**READING PASSAGE:**
*** Block opens ***
The woman charged with several robberies was displaying symptoms of COVID-19
A 34-year old woman was recently charged with a series of break-ins and robberies that occurred in Park Extension and Saint-Michel over the course of the winter. She was also said to be exhibiting symptoms of COVID-19 at the time of the break-ins
The accused, Uttuqi Kadjulik, is being charged with the break-ins of up to 14 homes, where she allegedly stole credit cards and other valuables. These often occurred in the middle of the night while people were in their homes asleep.
“Oftentimes, the victims were in their home at the time of the intrusion,” wrote the Judge Dennis Galiastos, who was presiding over the case. “On a few occasions, the victims came face-to-face with the trespasser,” he added.
The alleged perpetrator is an indigenous woman who suffers from schizophrenia and has substance abuse issues, according to court documents.
Spitting at police
“We had information that she had COVID-19,” stated police spokesperson Jean-Pierre Brabant to CTVNews. Many of the victims were exposed to her during the encounters but no cases were subsequently reported.
She is said to have been arrested on multiple occasions for similar offences and to have acted aggressively and belligerently to responding police officers by yelling, swearing and spitting at them.
“Already a repulsive act, but whose abhorrence is heightened in the current COVID context,” wrote Judge Galiastos of the defendant’s actions.
“When she was arrested, we already had protocols in place. So, when she was transferred to the detention centre, we had specific areas set aside to make sure that all the people in detention were safe,” said Brabant of the SPVM.
4 arrests in 24 days
According to the ruling, Kadjulik was found with over 50 credit cards, an array of identification cards from various individuals and various sets of keys. These were confiscated by police.
At the time of the arrest, she was already on probation for similar crimes in 2018, for which she was jailed for 5 months and was barred from being on the island of Montreal.
She was arrested and detained 4 times in the span of 24 days, with many of the alleged crimes occuring in Park Extension. She was nonetheless released by authorities on 3 separate occasions.
“Each time she was released, she immediately and consistently violated [her] conditions,” wrote Judge Galiatsatos.
In one instance, the defendant allegedly broke into a Park Extension apartment at 4:50 am, waking up the resident and asking them “do you want to have sex?”
11 days later, Kadjulik allegedly broke into the home of an 87-year old Park Extension resident, where she asked for money and stole the victims keys.
The alleged perpetrator’s defence concentrated on the victim’s vulnerability her adverse circumstances associated to being indigenous, with accompanying schizophrenia and drug addiction.
Since 1999, the Supreme Court of Canada ruled that judges needed to take into account the adverse circumstances of indigenous people as to break incarceration cycles and stigmatization.
“A bail court must give full consideration to the background and profile of the accused, including the fact that she is aboriginal and the fact that she had a very difficult past,” added Judge Galiatsatos on the matter.
Nonetheless, the judge specified that this should be practiced in a way that is judicious. “It goes without saying that interim release will not – and should not – be automatic for aboriginal accused,” explained Judge Galiatsatos.
The judge therefore ordered Kadjulik to remain in custody until a trial could be held.
*** Block closes ***
**TASKS TO CARRY OUT:**
A – Reproduce the passage of the article about the robbery charges word for word. Begin at the words "Since 1999, the" and stop after "could be held.".
B – For each statement below, say whether the article about the robbery charges agrees with it. Answer yes or no, and quote the words of the article that decide it. (i) The accused was released by authorities on three separate occasions. (ii) Several COVID-19 cases were later reported among the victims. (iii) The accused was ordered to stay in custody until her trial.

**ENTRIES SHOWN:**
*** Block opens ***
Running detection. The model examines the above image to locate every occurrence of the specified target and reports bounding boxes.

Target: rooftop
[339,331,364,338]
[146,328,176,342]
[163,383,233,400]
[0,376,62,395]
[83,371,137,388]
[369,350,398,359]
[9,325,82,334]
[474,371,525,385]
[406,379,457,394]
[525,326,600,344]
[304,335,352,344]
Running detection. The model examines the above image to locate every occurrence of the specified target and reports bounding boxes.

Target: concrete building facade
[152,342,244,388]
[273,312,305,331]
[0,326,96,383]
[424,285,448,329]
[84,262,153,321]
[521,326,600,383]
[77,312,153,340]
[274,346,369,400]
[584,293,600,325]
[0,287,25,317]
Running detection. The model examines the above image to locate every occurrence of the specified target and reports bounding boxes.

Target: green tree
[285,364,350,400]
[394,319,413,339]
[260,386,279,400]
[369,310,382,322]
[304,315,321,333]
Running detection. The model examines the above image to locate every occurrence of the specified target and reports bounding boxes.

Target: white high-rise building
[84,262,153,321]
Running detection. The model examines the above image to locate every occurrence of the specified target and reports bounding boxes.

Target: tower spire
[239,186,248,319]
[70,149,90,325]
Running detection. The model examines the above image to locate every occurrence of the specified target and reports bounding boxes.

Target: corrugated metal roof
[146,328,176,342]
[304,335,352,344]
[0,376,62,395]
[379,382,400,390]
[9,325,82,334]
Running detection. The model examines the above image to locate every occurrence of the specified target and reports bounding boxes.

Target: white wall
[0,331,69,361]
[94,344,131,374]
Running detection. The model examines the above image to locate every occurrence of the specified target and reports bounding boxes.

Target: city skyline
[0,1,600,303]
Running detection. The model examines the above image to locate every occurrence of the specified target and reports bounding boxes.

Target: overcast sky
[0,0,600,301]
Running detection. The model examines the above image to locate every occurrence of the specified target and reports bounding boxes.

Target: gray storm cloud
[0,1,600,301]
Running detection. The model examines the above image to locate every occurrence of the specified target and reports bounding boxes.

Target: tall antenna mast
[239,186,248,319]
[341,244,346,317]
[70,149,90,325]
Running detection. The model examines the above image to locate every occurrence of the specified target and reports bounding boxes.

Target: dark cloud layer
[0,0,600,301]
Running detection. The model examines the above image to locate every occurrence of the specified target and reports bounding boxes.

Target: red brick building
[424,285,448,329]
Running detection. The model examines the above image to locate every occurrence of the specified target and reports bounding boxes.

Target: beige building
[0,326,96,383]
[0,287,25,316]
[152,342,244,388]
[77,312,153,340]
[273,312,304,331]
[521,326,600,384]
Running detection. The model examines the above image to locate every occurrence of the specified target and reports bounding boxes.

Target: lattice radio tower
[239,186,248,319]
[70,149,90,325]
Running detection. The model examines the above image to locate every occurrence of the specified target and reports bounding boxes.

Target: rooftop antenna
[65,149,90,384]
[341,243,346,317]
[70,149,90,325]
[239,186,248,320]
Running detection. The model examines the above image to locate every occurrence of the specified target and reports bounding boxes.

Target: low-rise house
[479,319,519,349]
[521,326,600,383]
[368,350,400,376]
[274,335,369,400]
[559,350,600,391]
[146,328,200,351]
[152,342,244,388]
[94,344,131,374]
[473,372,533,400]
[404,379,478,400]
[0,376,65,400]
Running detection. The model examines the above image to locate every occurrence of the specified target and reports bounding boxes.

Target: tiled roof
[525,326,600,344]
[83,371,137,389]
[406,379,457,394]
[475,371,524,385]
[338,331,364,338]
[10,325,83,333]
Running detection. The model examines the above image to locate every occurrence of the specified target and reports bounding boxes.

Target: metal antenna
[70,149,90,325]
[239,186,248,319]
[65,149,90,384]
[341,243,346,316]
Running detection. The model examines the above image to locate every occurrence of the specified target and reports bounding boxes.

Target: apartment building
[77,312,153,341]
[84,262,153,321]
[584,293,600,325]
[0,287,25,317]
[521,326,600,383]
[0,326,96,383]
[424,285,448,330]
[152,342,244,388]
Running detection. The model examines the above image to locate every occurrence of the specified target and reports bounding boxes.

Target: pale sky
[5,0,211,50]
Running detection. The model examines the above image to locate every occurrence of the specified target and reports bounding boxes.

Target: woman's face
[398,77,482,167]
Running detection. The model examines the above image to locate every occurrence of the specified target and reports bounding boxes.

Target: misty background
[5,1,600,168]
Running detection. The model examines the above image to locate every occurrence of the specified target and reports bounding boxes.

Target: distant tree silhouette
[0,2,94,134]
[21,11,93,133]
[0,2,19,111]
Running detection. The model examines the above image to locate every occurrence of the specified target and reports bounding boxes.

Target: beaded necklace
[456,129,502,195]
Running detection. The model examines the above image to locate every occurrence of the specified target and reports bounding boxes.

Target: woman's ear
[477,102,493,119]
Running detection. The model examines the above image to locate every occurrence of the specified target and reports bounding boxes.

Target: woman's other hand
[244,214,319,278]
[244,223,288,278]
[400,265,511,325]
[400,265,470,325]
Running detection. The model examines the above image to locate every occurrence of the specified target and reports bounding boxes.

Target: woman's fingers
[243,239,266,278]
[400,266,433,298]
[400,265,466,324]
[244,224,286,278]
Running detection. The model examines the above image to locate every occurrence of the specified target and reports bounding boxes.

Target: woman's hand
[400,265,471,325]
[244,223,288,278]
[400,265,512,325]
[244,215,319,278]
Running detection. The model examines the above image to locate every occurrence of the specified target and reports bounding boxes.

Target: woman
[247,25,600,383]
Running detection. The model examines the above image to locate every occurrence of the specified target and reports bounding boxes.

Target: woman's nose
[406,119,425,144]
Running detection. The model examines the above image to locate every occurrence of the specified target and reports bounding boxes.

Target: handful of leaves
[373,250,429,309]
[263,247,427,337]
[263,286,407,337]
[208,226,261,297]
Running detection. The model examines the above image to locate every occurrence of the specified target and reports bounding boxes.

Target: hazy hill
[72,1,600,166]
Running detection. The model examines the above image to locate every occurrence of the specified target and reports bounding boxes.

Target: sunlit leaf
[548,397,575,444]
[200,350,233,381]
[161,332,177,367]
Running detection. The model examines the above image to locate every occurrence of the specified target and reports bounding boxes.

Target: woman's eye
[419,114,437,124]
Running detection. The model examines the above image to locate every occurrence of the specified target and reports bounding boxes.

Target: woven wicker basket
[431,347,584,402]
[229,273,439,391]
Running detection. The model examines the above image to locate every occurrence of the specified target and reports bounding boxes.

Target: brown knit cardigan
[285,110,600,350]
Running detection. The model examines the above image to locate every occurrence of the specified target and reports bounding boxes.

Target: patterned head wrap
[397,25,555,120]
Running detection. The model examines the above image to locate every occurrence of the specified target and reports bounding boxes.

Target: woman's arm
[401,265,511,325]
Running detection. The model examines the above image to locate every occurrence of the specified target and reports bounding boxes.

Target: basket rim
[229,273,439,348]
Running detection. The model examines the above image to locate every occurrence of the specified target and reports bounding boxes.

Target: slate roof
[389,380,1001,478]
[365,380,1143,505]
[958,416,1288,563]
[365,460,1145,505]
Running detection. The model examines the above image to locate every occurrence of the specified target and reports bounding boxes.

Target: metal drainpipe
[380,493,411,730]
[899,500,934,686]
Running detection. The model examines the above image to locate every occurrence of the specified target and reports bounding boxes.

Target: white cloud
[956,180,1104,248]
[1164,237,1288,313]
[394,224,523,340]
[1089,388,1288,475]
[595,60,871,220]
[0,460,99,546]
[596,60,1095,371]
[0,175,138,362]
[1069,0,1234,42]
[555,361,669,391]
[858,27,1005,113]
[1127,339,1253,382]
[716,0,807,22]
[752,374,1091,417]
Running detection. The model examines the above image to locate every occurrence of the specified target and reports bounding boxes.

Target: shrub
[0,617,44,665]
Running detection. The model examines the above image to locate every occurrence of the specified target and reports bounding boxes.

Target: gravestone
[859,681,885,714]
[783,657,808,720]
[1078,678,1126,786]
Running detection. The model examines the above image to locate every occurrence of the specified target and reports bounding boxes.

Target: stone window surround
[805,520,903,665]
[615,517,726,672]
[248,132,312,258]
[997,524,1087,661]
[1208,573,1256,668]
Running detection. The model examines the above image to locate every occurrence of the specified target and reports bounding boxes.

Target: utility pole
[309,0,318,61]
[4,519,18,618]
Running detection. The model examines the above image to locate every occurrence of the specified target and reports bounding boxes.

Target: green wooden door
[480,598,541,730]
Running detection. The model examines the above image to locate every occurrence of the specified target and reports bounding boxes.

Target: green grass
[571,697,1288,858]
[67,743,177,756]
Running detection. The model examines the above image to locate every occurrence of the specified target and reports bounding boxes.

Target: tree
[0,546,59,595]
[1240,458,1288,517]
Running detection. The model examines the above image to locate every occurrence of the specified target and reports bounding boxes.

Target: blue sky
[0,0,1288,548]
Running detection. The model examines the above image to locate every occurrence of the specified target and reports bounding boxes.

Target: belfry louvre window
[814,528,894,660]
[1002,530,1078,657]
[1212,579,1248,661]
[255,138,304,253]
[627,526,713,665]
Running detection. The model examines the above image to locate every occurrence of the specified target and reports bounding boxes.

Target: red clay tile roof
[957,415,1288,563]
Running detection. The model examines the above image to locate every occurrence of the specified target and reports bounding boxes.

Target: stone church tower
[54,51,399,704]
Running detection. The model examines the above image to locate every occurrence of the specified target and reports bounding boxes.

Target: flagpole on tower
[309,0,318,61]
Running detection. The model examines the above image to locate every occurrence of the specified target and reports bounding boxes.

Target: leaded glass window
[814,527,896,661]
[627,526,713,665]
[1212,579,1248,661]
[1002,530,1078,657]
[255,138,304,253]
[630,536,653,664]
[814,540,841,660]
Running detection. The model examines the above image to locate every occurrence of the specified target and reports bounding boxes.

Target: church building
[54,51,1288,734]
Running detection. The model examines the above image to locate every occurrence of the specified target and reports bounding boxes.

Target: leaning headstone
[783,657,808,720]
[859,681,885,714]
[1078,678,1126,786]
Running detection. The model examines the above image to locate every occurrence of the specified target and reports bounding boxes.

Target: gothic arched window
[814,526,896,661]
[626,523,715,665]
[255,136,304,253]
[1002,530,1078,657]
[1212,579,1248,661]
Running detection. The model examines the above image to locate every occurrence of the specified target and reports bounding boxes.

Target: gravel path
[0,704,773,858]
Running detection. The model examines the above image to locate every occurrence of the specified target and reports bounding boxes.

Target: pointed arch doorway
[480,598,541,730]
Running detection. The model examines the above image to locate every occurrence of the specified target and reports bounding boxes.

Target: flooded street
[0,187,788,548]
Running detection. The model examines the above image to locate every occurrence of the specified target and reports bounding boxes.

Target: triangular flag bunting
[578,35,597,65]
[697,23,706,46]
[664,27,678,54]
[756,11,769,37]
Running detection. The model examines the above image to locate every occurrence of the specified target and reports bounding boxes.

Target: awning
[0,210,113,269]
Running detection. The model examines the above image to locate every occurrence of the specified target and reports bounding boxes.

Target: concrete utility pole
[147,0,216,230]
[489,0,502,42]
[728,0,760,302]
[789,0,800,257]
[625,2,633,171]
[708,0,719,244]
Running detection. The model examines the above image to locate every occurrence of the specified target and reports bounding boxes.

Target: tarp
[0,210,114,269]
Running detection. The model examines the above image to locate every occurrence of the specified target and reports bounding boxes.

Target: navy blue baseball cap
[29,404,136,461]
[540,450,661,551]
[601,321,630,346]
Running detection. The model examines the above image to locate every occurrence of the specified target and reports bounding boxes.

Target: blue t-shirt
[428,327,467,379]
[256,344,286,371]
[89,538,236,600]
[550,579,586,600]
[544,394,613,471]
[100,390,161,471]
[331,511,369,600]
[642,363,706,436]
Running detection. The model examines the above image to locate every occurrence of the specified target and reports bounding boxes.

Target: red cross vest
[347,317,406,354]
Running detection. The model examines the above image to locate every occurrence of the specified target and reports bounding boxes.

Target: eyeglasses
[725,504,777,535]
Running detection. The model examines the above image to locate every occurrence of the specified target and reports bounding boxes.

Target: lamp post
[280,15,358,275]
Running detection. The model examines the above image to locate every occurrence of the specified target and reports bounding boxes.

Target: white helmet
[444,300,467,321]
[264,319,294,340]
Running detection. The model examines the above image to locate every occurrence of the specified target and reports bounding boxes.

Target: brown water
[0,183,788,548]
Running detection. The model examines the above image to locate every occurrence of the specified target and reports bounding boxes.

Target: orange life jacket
*** Block closes ***
**EXERCISE RESULTS:**
A –
Since 1999, the Supreme Court of Canada ruled that judges needed to take into account the adverse circumstances of indigenous people as to break incarceration cycles and stigmatization.
“A bail court must give full consideration to the background and profile of the accused, including the fact that she is aboriginal and the fact that she had a very difficult past,” added Judge Galiatsatos on the matter.
Nonetheless, the judge specified that this should be practiced in a way that is judicious. “It goes without saying that interim release will not – and should not – be automatic for aboriginal accused,” explained Judge Galiatsatos.
The judge therefore ordered Kadjulik to remain in custody until a trial could be held.

B –
(i) Yes: "She was nonetheless released by authorities on 3 separate occasions."
(ii) No: "Many of the victims were exposed to her during the encounters but no cases were subsequently reported."
(iii) Yes: "The judge therefore ordered Kadjulik to remain in custody until a trial could be held."